### Task
Reproduce every line of the items below verbatim, without altering anything.

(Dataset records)
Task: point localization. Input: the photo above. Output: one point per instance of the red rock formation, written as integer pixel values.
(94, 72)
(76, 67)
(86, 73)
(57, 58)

### Answer below
Task: point localization. Input: the photo above. Output: one point per instance of the red rock formation, written as integer pixel values.
(94, 72)
(76, 67)
(86, 73)
(57, 58)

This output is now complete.